What this task involves
Print, please, the line that contains "Note: one point per instance of the house" and each line after it to the end of the entries, unchanged and with nothing else.

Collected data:
=== Section Start ===

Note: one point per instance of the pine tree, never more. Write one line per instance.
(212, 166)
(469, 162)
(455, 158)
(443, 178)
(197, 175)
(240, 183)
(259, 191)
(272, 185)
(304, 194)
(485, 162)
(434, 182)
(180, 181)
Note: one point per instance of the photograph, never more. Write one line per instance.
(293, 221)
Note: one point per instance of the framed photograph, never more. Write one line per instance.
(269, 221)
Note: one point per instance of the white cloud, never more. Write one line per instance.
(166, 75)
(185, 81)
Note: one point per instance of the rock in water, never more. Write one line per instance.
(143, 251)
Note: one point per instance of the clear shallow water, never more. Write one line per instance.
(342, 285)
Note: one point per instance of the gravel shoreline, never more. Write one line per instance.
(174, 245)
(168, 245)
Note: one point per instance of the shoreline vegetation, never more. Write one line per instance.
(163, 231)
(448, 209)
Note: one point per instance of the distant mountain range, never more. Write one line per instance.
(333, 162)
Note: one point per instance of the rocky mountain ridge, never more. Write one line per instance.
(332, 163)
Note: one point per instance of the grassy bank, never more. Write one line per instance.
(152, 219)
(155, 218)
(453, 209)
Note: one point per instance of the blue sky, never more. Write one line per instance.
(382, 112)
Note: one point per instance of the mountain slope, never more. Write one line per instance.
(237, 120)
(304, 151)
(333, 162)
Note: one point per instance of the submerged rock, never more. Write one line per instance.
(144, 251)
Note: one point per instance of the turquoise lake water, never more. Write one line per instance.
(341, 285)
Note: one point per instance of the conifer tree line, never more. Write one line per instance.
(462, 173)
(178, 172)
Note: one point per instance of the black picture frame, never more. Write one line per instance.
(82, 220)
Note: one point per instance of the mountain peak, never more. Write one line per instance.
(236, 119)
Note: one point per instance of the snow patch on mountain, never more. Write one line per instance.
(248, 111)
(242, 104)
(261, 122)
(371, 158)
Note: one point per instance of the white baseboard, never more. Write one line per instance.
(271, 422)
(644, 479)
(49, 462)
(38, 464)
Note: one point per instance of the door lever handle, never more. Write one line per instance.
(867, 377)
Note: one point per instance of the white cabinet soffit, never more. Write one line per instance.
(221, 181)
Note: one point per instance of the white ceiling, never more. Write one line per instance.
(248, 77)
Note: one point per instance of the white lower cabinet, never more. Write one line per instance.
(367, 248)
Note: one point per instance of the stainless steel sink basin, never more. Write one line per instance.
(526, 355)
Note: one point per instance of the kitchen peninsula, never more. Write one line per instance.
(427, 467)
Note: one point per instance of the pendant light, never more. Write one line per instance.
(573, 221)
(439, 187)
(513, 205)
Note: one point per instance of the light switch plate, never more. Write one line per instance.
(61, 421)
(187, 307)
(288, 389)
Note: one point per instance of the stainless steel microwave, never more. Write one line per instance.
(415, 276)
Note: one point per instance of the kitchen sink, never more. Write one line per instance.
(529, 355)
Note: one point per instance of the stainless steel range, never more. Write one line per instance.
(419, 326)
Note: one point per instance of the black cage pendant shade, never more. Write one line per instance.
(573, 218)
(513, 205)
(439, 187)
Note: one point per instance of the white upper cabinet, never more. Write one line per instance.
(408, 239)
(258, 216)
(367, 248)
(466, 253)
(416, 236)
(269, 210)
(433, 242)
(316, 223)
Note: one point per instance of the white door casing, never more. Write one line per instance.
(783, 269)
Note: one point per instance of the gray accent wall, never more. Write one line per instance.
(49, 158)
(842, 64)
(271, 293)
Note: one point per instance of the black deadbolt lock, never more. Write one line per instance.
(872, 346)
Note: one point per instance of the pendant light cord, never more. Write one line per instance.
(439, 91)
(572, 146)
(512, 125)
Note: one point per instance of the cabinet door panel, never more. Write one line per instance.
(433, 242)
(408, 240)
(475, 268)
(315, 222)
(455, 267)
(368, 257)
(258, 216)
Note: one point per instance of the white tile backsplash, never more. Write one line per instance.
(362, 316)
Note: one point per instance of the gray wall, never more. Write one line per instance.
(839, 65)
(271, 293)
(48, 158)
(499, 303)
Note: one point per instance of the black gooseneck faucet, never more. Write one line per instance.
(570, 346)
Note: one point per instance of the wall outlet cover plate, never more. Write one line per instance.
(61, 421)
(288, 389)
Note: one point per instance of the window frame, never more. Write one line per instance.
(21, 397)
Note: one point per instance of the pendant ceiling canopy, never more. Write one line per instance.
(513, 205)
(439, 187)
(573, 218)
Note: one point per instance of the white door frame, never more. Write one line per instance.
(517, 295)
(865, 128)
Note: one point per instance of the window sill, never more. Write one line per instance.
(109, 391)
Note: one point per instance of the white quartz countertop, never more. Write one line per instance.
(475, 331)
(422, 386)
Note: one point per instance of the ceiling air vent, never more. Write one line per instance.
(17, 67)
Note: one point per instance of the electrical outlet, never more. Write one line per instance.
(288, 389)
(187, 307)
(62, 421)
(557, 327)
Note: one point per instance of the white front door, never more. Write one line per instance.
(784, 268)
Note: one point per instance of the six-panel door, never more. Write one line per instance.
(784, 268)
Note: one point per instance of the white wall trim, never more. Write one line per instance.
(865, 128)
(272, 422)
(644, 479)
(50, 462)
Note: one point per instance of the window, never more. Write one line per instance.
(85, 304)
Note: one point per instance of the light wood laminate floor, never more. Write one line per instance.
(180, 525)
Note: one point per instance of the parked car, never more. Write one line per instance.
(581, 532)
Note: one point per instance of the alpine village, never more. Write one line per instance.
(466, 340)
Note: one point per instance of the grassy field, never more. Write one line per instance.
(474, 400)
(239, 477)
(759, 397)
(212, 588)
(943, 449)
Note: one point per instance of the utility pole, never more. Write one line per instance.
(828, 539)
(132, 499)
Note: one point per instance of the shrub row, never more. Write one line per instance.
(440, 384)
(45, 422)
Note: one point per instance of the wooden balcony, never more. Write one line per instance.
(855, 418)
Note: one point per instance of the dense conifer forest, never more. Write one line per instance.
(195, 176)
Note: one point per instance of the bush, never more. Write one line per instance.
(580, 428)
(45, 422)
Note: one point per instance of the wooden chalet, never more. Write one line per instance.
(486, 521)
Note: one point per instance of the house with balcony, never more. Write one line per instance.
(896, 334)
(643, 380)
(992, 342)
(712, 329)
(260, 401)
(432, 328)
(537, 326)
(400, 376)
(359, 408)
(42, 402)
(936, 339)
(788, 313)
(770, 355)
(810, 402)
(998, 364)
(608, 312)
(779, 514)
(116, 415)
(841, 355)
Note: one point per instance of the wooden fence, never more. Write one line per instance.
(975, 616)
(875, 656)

=== Section End ===

Result of this task
Note: one point per instance of the house with balcony, never more. Write one line per instance.
(896, 334)
(643, 380)
(992, 342)
(712, 329)
(260, 401)
(432, 328)
(537, 326)
(400, 376)
(359, 408)
(42, 402)
(936, 339)
(788, 313)
(770, 355)
(810, 402)
(998, 364)
(608, 312)
(779, 514)
(116, 415)
(841, 355)
Note: one point per instance of the wooden fence, never more. Write one line per instance.
(975, 616)
(875, 656)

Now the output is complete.